Make an exact copy of all the data.
------------------------------------
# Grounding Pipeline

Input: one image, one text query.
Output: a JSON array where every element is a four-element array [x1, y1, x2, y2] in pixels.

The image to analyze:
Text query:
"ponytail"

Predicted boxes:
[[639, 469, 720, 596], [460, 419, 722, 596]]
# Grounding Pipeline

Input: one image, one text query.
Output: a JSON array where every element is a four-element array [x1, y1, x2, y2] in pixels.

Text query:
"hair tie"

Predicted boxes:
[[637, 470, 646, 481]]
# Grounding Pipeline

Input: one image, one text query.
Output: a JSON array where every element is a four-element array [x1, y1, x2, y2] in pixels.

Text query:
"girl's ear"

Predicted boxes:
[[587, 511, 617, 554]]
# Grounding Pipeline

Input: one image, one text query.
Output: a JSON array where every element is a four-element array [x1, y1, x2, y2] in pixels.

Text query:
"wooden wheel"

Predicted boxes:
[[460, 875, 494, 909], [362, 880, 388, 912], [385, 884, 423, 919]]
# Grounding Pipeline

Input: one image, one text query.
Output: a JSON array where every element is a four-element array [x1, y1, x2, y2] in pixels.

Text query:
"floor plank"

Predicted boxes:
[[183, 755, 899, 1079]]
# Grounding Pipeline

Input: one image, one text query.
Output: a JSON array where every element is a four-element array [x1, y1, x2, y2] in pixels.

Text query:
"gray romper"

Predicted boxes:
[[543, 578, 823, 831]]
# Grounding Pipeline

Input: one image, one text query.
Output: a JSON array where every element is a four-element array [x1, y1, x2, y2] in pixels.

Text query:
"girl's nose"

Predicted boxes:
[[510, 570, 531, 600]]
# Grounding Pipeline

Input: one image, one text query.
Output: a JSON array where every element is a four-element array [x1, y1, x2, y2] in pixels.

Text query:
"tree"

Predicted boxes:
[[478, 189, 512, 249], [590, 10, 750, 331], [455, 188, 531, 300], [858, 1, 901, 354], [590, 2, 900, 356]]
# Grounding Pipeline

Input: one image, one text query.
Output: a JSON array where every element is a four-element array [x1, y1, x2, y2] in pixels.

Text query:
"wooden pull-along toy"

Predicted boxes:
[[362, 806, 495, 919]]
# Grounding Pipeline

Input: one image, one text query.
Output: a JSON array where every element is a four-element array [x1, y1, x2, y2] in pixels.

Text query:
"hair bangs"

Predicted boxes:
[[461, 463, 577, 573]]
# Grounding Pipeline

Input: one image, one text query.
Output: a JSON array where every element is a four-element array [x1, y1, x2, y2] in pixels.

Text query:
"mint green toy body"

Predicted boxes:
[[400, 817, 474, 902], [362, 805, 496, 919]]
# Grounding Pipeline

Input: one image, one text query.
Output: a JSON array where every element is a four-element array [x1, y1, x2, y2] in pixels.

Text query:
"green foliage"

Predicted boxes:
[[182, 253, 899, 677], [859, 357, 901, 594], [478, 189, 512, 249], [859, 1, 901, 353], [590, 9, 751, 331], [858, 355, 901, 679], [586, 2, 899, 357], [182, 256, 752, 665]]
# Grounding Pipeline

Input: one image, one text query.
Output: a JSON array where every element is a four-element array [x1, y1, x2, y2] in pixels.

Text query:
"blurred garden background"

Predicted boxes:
------------------------------------
**Reply to the exercise:**
# Grounding Pipeline

Input: one image, one text query.
Output: a JSON array where every element is a four-element array [x1, y1, x2, y2] in pixels.

The image to analyze:
Text query:
"ponytail"

Predicted boxes:
[[639, 469, 720, 596], [460, 419, 722, 596]]
# Grounding Pipeline

Input: one image, one text query.
Output: a JSON array where every element is a four-element array [x1, y1, x2, y2] in pixels.

Text query:
"hair tie"

Predicted boxes:
[[637, 470, 646, 481]]
# Grounding Pipeline

Input: one image, one text query.
Output: a JSON array where every element is a four-element array [x1, y1, x2, y2] in pixels.

Text query:
"girl's ear"

Predicted boxes:
[[587, 511, 617, 554]]
# Grounding Pipeline

Input: one image, one text query.
Output: a JSON array where every element is a four-element array [x1, y1, x2, y2] in pixels.

Text query:
"wooden wheel"

Predicted boxes:
[[460, 875, 494, 909], [362, 880, 388, 912], [385, 884, 423, 919]]
# Grounding Pipeline

Input: one image, one text query.
Output: a JSON array where every element is a four-element array [x1, y1, x2, y2] in pixels.

Text query:
"floor plank"

Predicted boxes:
[[183, 755, 899, 1079]]
# Grounding Pipeline

Input: one image, one text query.
Output: a JSON array where every element is a four-element array [x1, y1, x2, y2] in pixels.

Text query:
"gray romper"

Predicted boxes:
[[543, 578, 823, 831]]
# Grounding Pipeline

Input: one image, one text query.
Output: a JSON array where every element is a four-element array [x1, y1, x2, y2] in pixels.

Text query:
"girl's nose"

Predicted boxes:
[[510, 570, 531, 600]]
# Grounding Pipeline

Input: one image, one text query.
Output: a JSON array where every element is a four-element array [x1, y1, x2, y2] in pixels.

Text query:
"tree"

Predicted boxes:
[[478, 189, 512, 249], [590, 10, 750, 331], [455, 188, 531, 300], [858, 1, 901, 354], [590, 2, 900, 356]]
# Grounding Pipeline

Input: one image, one text query.
Output: a JSON array where every element is a four-element array [x1, y1, x2, y2] in pixels.

Text query:
"wooden pull-along toy"

Predicted boxes:
[[362, 806, 495, 919]]
# Grounding Pipeline

Input: one image, one text query.
Output: a JSON array where every element is a four-element array [x1, y1, x2, y2] in pixels.

Text query:
"hair bangs"

Predicted boxes:
[[461, 463, 577, 573]]
# Grounding Pipeline

Input: one image, one text query.
Output: a JSON array where every element is a four-element array [x1, y1, x2, y2] in pixels.

Text query:
"mint green toy body"

Predicted boxes:
[[400, 817, 474, 902], [362, 805, 496, 919]]
# Grounding Pipeline

Input: one image, one text query.
Output: a JSON array where every element is a four-element array [x1, y1, x2, y2] in pixels.

Text query:
"green foliage"

Predicted boxes:
[[182, 253, 899, 677], [859, 357, 901, 594], [478, 189, 512, 249], [859, 1, 901, 353], [590, 9, 751, 331], [858, 355, 901, 679], [586, 2, 899, 357], [182, 256, 752, 665]]
# Grounding Pipeline

Input: one image, one text query.
Output: a JSON array where every element is a four-element array [x1, y1, x2, y2] in pixels.

Text query:
"blurred garden background"

Predicted boxes:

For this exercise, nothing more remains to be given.